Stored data
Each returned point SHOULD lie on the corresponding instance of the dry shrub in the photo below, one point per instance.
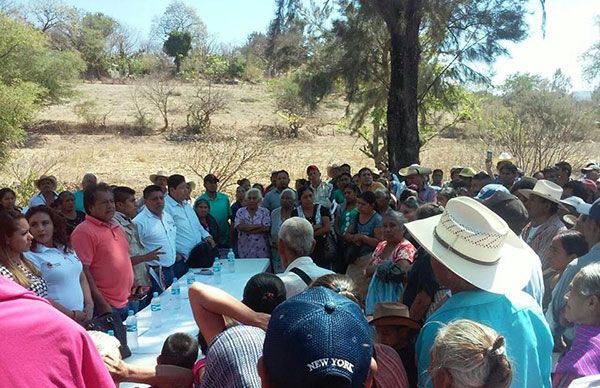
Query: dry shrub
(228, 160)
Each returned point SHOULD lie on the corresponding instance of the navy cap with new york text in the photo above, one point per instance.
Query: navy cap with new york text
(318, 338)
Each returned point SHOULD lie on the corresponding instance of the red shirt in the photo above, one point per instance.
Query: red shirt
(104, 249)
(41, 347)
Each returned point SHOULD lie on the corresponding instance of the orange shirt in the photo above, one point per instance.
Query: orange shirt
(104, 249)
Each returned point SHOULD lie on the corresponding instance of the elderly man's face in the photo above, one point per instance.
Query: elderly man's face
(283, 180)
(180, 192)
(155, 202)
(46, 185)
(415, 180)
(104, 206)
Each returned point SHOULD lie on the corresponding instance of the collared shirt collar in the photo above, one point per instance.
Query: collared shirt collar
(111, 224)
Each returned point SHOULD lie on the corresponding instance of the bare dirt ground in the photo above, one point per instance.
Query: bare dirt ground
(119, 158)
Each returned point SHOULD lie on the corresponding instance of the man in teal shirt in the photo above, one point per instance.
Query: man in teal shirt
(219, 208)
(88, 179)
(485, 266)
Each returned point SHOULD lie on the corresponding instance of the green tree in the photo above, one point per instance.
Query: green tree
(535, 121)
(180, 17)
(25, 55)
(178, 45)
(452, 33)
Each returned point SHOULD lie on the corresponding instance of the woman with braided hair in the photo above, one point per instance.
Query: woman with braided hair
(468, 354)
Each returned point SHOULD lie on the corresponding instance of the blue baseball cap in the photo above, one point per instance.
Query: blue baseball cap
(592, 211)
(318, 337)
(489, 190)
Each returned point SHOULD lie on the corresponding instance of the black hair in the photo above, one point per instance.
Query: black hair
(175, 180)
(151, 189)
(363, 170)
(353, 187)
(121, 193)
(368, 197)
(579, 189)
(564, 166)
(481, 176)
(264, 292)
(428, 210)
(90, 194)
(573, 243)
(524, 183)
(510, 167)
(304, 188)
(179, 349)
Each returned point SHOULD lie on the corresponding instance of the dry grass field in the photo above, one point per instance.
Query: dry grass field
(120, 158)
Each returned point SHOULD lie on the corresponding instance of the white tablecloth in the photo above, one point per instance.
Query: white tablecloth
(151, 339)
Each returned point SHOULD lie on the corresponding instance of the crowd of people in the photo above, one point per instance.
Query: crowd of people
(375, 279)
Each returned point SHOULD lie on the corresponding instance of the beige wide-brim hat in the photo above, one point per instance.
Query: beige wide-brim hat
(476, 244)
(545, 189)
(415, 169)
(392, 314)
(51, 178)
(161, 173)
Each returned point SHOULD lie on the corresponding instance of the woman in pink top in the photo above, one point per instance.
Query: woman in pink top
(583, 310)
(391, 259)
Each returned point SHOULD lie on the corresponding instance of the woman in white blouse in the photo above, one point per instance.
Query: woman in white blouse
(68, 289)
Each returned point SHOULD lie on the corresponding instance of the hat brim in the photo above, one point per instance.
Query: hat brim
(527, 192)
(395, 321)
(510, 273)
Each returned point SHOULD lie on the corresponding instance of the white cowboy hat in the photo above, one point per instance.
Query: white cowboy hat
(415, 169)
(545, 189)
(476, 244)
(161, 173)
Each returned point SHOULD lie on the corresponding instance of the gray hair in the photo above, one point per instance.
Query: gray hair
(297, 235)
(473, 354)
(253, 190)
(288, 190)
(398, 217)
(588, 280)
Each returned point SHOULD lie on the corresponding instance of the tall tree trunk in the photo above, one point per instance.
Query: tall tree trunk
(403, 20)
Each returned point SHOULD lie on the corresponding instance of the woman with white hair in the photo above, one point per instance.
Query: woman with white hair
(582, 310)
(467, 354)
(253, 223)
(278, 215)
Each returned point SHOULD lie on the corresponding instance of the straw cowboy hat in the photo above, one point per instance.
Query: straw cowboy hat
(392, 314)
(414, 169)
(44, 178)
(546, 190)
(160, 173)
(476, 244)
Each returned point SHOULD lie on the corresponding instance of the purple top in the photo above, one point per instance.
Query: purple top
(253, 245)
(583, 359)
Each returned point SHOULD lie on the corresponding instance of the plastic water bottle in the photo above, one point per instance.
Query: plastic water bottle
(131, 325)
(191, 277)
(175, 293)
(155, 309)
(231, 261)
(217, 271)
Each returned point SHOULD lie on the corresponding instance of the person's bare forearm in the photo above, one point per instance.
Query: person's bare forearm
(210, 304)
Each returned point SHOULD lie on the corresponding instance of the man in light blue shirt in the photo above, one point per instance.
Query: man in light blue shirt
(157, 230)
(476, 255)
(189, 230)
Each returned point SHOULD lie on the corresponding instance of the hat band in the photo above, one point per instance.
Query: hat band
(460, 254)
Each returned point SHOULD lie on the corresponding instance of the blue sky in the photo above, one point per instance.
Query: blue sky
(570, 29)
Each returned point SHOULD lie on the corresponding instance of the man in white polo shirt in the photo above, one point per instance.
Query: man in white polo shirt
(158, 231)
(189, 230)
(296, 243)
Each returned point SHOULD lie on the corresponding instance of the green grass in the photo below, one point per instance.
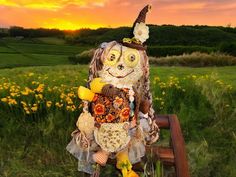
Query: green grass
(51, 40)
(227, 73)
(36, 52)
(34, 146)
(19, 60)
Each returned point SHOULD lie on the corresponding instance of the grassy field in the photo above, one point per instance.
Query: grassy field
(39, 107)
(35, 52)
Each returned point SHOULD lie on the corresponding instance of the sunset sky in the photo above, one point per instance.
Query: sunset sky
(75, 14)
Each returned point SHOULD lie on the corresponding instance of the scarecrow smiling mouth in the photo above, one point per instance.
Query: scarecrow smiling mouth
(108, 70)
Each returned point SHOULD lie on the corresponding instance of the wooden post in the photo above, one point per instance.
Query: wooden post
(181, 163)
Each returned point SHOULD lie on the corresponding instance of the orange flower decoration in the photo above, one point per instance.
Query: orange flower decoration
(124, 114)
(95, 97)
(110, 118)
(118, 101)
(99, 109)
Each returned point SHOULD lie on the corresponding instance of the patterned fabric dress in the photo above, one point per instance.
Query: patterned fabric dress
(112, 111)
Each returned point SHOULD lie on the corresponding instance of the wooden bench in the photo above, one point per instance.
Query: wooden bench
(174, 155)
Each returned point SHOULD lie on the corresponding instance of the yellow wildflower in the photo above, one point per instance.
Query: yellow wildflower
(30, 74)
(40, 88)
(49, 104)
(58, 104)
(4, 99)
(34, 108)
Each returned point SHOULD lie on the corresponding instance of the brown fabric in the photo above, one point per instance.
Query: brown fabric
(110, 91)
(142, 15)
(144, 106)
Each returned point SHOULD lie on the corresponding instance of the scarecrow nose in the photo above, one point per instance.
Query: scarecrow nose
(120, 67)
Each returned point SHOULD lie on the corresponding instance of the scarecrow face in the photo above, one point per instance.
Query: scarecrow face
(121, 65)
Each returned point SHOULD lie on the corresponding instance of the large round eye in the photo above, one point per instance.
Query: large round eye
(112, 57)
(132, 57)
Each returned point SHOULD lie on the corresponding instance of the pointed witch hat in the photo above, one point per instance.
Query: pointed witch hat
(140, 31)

* **Exercise requirements**: Print each record as it appears above, dropping every picture from the copy.

* **Final answer**:
Each returned point SHOULD lie on the corresponding instance of the dry shrub in the photo below, one point per instance.
Query: dry shrub
(228, 160)
Each returned point SHOULD lie on the corresponding instance of the navy cap with new york text in the photo above, one point per instance.
Query: navy cap with new york text
(318, 338)
Each returned point SHOULD lie on the corresponding instance of the red shirt in the photo above, one point per instance.
Query: red shirt
(104, 249)
(41, 347)
Each returned point SHOULD lie on the corresponding instance of the orange shirt in the photo above, one point per instance.
Query: orange shirt
(104, 249)
Each returned point SHOULD lie on the corresponding instance of the elderly man's face in the photo above, one point per instance.
Query: elderly man's face
(283, 180)
(180, 192)
(155, 202)
(46, 185)
(415, 180)
(104, 206)
Each returned point SHOULD lie on the corresponding instance of the collared shirt collar in the photo above, one point per instance.
Query: collared shirt collar
(111, 224)
Each returned point SHOULD lie on the corresponding instance of the bare dirt ground in the photo above, one point per instance.
Query: bare dirt ground
(119, 158)
Each returned point SHOULD lie on the corresponding instance of the man in teal shirt in the photo above, one point per instance.
Query: man in teal shirt
(219, 208)
(88, 179)
(485, 266)
Each returned point SHOULD lie on the corresponding instance of the green tree in the photo above, one point per instance.
Query: green tree
(535, 121)
(180, 17)
(25, 55)
(178, 45)
(452, 33)
Each returned point SHOULD lie on the corresponding instance of the woman with braided hair in the photo above, one point per instance.
Query: woman with braided hair
(468, 354)
Each returned point SHOULD lie on the corresponding instance of the blue baseball cap in the photo above, one point per instance.
Query: blue baseball cap
(592, 211)
(318, 337)
(489, 190)
Each returned point SHOULD lie on the corresponding instance of the black hair in the photo above, one point per instance.
Query: black hair
(175, 180)
(151, 189)
(363, 170)
(353, 187)
(121, 193)
(368, 197)
(579, 189)
(564, 166)
(481, 176)
(264, 292)
(428, 210)
(90, 194)
(573, 243)
(524, 183)
(510, 167)
(304, 188)
(179, 349)
Each returned point SHOULD lie on the corresponding instance of the dry grass field in the photo above, one point per instance.
Query: dry grass field
(120, 158)
Each returned point SHOULD lie on the corresponding instance of the white tablecloth in the photo above, one point per instance.
Query: white tablecloth
(151, 339)
Each returned point SHOULD lie on the corresponding instance of the crowd of people in the photo above, one point per instance.
Query: crowd of people
(375, 279)
Each returned point SHOULD lie on the corresponding instance of the beige wide-brim hat in the photo above, one point per instance.
Query: beige wide-brim hat
(476, 244)
(545, 189)
(415, 169)
(392, 314)
(51, 178)
(161, 173)
Each returned point SHOULD lie on the corresponding instance of the woman in pink top in the photo above, one point per instance.
Query: woman in pink top
(583, 310)
(391, 259)
Each returned point SHOULD lie on the corresponding instance of the woman in white blouse in the photo above, one point per instance.
Query: woman in white blouse
(68, 289)
Each returned point SHOULD lie on the corresponding instance of the hat brim in the photo above, one point per instance.
Query: hat brim
(527, 192)
(395, 321)
(510, 273)
Each returned point SHOULD lie on the corresponding instance of the white cowboy hat in the photo above, one point per instance.
Query: white cowboy hat
(415, 169)
(545, 189)
(476, 244)
(161, 173)
Each returned point SHOULD lie on the corresponding instance of the gray hair in the photo above, one point per instance.
Query: gray hair
(297, 235)
(473, 354)
(253, 190)
(288, 190)
(398, 217)
(588, 280)
Each returned point SHOULD lie on the corresponding instance of the tall tree trunk in the photo above, one point per instance.
Query: tall tree trunk
(403, 20)
Each returned point SHOULD lie on the corresponding instance of the woman with white hair in the photo above, one point per instance.
Query: woman with white hair
(582, 310)
(467, 354)
(253, 223)
(278, 215)
Each returned point SHOULD lie on the corresponding instance of the straw cowboy hat in the photo above, one point per instance.
Query: straw cowboy hat
(392, 314)
(414, 169)
(44, 178)
(546, 190)
(160, 173)
(476, 244)
Each returned point SHOULD lie on the corresponding instance of the purple top in the photo above, one point per instance.
Query: purple top
(253, 245)
(583, 359)
Each returned point SHOULD lie on the corresponding instance of the plastic water bottle in the photo above, one point per instance.
Query: plastic water bottle
(131, 325)
(191, 277)
(175, 293)
(155, 309)
(231, 261)
(217, 271)
Each returned point SHOULD lie on the corresponding instance of the person's bare forearm in the photo above, one point per instance.
Query: person's bare forearm
(210, 304)
Each returned point SHOULD lie on the corresponding instance of the man in light blue shirt in the photo above, one point per instance.
Query: man in light blue shirt
(157, 230)
(476, 255)
(189, 230)
Each returned point SHOULD lie on the corresponding instance of the hat band in the photo above, one point per instance.
Query: hat band
(460, 254)
Each returned point SHOULD lie on the corresponding instance of the blue sky in the photo above, one point per instance.
Query: blue sky
(570, 29)
Each returned point SHOULD lie on the corresponding instance of the man in white polo shirt in the photo above, one point per instance.
Query: man in white polo shirt
(158, 231)
(189, 230)
(296, 243)
Each returned point SHOULD lie on the corresponding instance of the green grass in the photo below, one point per instance.
Query: green grass
(51, 40)
(227, 73)
(36, 52)
(34, 146)
(19, 60)
Each returned point SHOULD lie on the corresponding instance of the grassy field in the photo above, one point per instance.
Query: grassy field
(39, 107)
(35, 52)
Each returned point SHOULD lie on the corresponding instance of the sunset sky in the photo above, one point per instance.
Query: sunset sky
(75, 14)
Each returned point SHOULD lie on the corresponding instance of the scarecrow smiling mouth in the photo above, one point per instance.
Query: scarecrow smiling mouth
(108, 70)
Each returned point SHOULD lie on the corresponding instance of the wooden post in the photo above, one point per instance.
Query: wooden post
(181, 163)
Each returned point SHOULD lie on the corresponding instance of the orange flower decoration in the photo above, one point per instance.
Query: orange flower decoration
(124, 114)
(95, 97)
(110, 118)
(118, 101)
(99, 109)
Each returned point SHOULD lie on the corresponding instance of the patterned fabric dress in the photo above, one point per instance.
Query: patterned fabric dress
(112, 111)
Each returned point SHOULD lie on the corresponding instance of the wooden bench in the photo above, one point per instance.
Query: wooden bench
(174, 155)
Each returned point SHOULD lie on the corresponding instance of the yellow wildflower in the photo above, one point per instance.
Query: yellow wildflower
(30, 74)
(40, 88)
(49, 104)
(58, 104)
(4, 99)
(34, 108)
Each returned point SHOULD lie on the corresponding instance of the brown fabric in the photo above, one point per instance.
Query: brown fabric
(110, 91)
(142, 15)
(144, 106)
Each returned point SHOULD lie on the corresponding instance of the scarecrow nose in the photo above, one point per instance.
Query: scarecrow nose
(120, 67)
Each returned point SHOULD lie on the corresponding instance of the scarecrow face in the photo above, one point per instance.
Query: scarecrow face
(121, 65)
Each returned point SHOULD lie on the corresponding instance of the large round eye in the photo above, one point per instance.
Query: large round eye
(112, 57)
(132, 57)
Each returned point SHOULD lie on the corresponding instance of the pointed witch hat in the photo above, one point per instance.
Query: pointed witch hat
(140, 31)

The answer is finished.